Report how many lines in the rows below contain the word "distant". Give only the number.

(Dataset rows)
** Begin **

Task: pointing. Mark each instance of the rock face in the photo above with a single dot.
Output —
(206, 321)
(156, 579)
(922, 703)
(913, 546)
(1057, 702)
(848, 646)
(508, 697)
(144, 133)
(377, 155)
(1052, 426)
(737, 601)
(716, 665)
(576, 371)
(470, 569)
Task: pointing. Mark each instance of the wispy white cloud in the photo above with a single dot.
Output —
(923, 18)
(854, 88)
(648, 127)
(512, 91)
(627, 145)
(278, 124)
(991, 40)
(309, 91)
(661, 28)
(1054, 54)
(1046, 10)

** End **
** Begin **

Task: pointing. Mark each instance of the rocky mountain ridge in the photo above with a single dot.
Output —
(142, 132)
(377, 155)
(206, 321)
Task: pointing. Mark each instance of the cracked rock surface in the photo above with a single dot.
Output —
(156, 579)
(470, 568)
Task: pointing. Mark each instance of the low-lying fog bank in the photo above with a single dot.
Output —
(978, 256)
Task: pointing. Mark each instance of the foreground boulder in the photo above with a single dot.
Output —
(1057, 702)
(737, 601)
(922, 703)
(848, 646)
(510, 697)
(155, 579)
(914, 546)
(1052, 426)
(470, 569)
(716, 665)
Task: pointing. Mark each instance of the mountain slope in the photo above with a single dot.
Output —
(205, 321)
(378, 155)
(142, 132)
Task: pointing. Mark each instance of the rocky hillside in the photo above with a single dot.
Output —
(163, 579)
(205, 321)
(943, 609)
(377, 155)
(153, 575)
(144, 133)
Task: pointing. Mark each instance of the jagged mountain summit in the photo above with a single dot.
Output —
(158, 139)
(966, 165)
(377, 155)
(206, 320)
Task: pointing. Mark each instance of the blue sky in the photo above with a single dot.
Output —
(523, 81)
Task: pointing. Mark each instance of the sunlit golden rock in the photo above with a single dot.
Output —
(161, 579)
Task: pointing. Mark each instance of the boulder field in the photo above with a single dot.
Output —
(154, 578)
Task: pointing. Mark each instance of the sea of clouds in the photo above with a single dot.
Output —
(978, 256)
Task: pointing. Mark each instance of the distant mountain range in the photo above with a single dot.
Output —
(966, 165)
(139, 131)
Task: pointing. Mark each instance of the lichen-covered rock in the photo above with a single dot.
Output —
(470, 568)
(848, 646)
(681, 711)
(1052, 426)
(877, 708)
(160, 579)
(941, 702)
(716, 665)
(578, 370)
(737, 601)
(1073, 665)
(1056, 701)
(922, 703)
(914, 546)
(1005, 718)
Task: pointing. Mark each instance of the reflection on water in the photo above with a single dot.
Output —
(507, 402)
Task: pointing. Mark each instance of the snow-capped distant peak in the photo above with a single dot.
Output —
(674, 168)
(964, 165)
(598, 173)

** End **

[THE SOLUTION]: 2